### EXERCISE REQUIREMENTS
Could you reproduce the entries exactly, omitting every picture?

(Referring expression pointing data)
......

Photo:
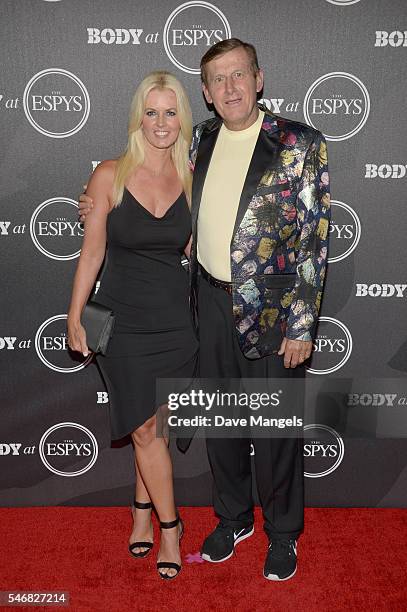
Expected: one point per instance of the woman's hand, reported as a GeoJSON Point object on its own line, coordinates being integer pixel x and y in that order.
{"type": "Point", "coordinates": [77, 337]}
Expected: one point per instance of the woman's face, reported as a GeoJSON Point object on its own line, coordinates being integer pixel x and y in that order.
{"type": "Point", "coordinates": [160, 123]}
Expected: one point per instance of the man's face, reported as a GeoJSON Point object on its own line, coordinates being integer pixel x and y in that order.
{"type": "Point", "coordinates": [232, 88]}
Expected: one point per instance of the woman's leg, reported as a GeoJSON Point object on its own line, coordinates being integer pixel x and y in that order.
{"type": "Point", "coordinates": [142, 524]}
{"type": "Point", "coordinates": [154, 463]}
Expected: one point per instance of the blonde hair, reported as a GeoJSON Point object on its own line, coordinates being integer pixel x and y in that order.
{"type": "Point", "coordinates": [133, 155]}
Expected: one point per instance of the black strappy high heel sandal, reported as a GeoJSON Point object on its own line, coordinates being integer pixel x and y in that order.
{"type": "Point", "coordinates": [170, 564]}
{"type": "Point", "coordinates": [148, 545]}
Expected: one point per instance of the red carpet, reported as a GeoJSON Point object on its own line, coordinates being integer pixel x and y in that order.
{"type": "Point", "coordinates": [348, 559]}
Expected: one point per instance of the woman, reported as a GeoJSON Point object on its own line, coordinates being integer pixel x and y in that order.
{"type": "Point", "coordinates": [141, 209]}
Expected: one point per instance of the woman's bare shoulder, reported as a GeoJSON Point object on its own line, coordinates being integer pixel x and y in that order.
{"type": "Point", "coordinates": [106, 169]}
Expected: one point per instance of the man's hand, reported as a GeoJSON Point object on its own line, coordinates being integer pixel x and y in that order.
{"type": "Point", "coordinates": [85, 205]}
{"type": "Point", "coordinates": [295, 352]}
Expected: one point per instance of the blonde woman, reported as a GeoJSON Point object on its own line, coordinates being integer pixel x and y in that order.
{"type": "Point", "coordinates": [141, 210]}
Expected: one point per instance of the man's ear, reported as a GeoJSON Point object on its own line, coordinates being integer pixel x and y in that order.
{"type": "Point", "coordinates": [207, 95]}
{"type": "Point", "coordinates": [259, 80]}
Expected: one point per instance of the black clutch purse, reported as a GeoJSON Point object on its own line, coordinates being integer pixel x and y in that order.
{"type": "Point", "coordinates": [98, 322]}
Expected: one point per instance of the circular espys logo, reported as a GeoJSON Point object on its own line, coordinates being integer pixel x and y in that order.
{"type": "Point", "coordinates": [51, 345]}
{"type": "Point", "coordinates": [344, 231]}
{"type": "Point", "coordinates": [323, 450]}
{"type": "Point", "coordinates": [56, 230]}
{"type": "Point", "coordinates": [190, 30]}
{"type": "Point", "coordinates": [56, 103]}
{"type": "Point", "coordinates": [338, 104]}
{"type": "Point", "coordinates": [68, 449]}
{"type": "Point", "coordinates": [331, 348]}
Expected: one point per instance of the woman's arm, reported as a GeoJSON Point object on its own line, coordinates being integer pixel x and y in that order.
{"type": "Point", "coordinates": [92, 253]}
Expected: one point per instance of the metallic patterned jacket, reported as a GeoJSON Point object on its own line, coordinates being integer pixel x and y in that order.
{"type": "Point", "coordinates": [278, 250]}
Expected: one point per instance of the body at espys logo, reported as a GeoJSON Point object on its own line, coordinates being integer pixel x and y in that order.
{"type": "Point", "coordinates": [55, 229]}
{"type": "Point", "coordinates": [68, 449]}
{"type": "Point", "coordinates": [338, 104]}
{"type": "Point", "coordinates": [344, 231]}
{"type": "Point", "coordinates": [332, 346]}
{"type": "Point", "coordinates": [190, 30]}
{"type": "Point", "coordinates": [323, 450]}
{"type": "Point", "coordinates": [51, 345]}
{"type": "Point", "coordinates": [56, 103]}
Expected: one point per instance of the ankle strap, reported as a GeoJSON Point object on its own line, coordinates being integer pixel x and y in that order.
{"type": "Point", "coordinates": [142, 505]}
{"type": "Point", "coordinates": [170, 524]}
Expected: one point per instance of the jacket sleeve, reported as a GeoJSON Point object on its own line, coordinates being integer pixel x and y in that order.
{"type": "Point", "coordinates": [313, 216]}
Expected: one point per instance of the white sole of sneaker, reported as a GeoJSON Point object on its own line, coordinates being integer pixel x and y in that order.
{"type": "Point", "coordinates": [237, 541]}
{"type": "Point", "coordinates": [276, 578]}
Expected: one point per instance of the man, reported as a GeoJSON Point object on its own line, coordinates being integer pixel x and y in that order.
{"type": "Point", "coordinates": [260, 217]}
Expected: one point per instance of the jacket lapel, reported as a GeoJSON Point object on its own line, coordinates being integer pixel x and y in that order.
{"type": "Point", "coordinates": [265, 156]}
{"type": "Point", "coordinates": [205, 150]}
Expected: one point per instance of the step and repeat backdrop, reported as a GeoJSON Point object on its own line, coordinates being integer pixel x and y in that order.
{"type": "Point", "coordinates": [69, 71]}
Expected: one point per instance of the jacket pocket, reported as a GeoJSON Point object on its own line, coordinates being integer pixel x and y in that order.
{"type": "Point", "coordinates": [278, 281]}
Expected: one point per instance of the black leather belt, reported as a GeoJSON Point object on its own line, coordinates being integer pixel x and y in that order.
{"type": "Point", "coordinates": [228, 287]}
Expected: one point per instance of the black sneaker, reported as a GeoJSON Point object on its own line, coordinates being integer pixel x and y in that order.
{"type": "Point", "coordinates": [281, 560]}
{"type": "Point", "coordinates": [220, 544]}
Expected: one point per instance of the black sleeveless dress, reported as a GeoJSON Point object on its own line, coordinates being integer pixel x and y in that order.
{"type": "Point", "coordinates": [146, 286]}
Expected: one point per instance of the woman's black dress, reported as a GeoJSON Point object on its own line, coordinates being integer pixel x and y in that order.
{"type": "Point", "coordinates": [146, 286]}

......

### ANSWER SECTION
Photo:
Expected: one point per instance of the woman's hand, reported as a GeoJSON Point object on its own line, coordinates being integer pixel x and y in that order.
{"type": "Point", "coordinates": [77, 337]}
Expected: one point per instance of the woman's face, reported as a GeoJSON Point object on its own line, coordinates being integer pixel x and y in that order.
{"type": "Point", "coordinates": [160, 123]}
Expected: one point per instance of the man's face, reported as a GeoJSON Point object on its own line, coordinates being integer pixel x and y in that order.
{"type": "Point", "coordinates": [232, 88]}
Expected: one point per instance of the woman's leg, reported as a GeoJSON Point object on its own line, coordinates being integer pixel x and y in that order.
{"type": "Point", "coordinates": [142, 524]}
{"type": "Point", "coordinates": [154, 463]}
Expected: one point per instance of the blonde hair, reported as a GeoJSON Point object on its own line, coordinates being integer pixel x and y in that order.
{"type": "Point", "coordinates": [133, 155]}
Expected: one point per instance of the black strappy high heel sandal, reported as a GeoJSON Point object on its own line, coordinates being integer pixel x and y in that order.
{"type": "Point", "coordinates": [170, 564]}
{"type": "Point", "coordinates": [148, 545]}
Expected: one point per instance of the red carpet, reported as a GeoJSON Point object on its own line, coordinates being integer pixel x and y in that order.
{"type": "Point", "coordinates": [348, 559]}
Expected: one point per instance of the woman, reported as a GeoJSON Point object on its own line, coordinates being integer pixel x and y in that order.
{"type": "Point", "coordinates": [141, 209]}
Expected: one point per instance of the woman's bare shoulder, reported as a GeoJSON Point object on its own line, coordinates being integer pixel x and y in that order.
{"type": "Point", "coordinates": [106, 169]}
Expected: one point per instance of the man's hand, reported as a GeoJSON Point object on its own line, coordinates being integer pixel x and y in that order.
{"type": "Point", "coordinates": [85, 205]}
{"type": "Point", "coordinates": [295, 352]}
Expected: one point per instance of the blonde woman, reported as a GeoJSON Point object on its own line, coordinates being integer pixel x and y in that order.
{"type": "Point", "coordinates": [141, 210]}
Expected: one point per instance of the man's ear, reported as a GeoJSON Point object on its own line, coordinates being integer pixel x and y in that order.
{"type": "Point", "coordinates": [207, 95]}
{"type": "Point", "coordinates": [259, 80]}
Expected: one point per instance of the black clutch purse, reported as a GeoJSON Point object on its own line, coordinates being integer pixel x and y in that order.
{"type": "Point", "coordinates": [98, 322]}
Expected: one point per instance of the circular espys logo, reported as a GeoJSON Point object on its own line, coordinates being integer pixel x and y in that order.
{"type": "Point", "coordinates": [51, 345]}
{"type": "Point", "coordinates": [344, 231]}
{"type": "Point", "coordinates": [323, 450]}
{"type": "Point", "coordinates": [56, 230]}
{"type": "Point", "coordinates": [190, 30]}
{"type": "Point", "coordinates": [56, 103]}
{"type": "Point", "coordinates": [338, 104]}
{"type": "Point", "coordinates": [68, 449]}
{"type": "Point", "coordinates": [331, 348]}
Expected: one point per instance of the woman's arm, reported as a GeoJSON Point object on its own line, coordinates being integer pixel x and y in that order.
{"type": "Point", "coordinates": [92, 253]}
Expected: one point per instance of the metallic patterned jacket, reported as a GeoJSON Point object on its own line, coordinates being integer pixel x and y in that order.
{"type": "Point", "coordinates": [278, 250]}
Expected: one point per instance of the body at espys logo, reported as a GeoJSON Point object on its own line, coordinates being integer pixel x and y in that order.
{"type": "Point", "coordinates": [55, 229]}
{"type": "Point", "coordinates": [68, 449]}
{"type": "Point", "coordinates": [338, 104]}
{"type": "Point", "coordinates": [344, 231]}
{"type": "Point", "coordinates": [332, 346]}
{"type": "Point", "coordinates": [190, 30]}
{"type": "Point", "coordinates": [323, 450]}
{"type": "Point", "coordinates": [51, 345]}
{"type": "Point", "coordinates": [56, 103]}
Expected: one point per instance of the ankle strap, reported as a GeoJSON Point object on its own line, coordinates being integer pixel x and y in that order.
{"type": "Point", "coordinates": [142, 505]}
{"type": "Point", "coordinates": [170, 524]}
Expected: one point per instance of the jacket sleeve, reported as a GeoJSON Point object on its own line, coordinates being integer pixel x and y in that order.
{"type": "Point", "coordinates": [313, 216]}
Expected: one point per instance of the white sole of sneaker, reported as a GeoJSON Point object on its own line, coordinates being integer pixel x and y in that order.
{"type": "Point", "coordinates": [237, 541]}
{"type": "Point", "coordinates": [276, 578]}
Expected: one point per instance of the man, reported as a GeoJSON Point object on its own line, coordinates being integer pixel x and y in that order.
{"type": "Point", "coordinates": [260, 217]}
Expected: one point per instance of the jacket lapel, reported as a GeoJSON Point object on its own line, coordinates being integer pixel x and y in that order.
{"type": "Point", "coordinates": [265, 156]}
{"type": "Point", "coordinates": [205, 150]}
Expected: one point per instance of the step and repeat backdrop, reported as a GeoJSON Point object on its own line, coordinates being integer pixel x and y in that order.
{"type": "Point", "coordinates": [69, 71]}
Expected: one point per instance of the jacket pocket, reported as a GeoJSON Point object on its own line, coordinates being integer pixel x and y in that order.
{"type": "Point", "coordinates": [278, 281]}
Expected: one point per instance of the black leather belt, reported as a GeoJSON Point object on its own line, coordinates being integer pixel x and y in that order.
{"type": "Point", "coordinates": [228, 287]}
Expected: one point per instance of the black sneaker, reported as a GeoJSON Point object on its own line, coordinates being integer pixel x and y in that order.
{"type": "Point", "coordinates": [281, 560]}
{"type": "Point", "coordinates": [220, 544]}
Expected: one point per instance of the black sleeveless dress, reported as a GeoJSON Point object on its own line, coordinates being integer pixel x and y in that order.
{"type": "Point", "coordinates": [146, 286]}
Expected: one point per instance of the woman's black dress, reported as a GeoJSON Point object on its own line, coordinates being integer pixel x and y in that order.
{"type": "Point", "coordinates": [146, 286]}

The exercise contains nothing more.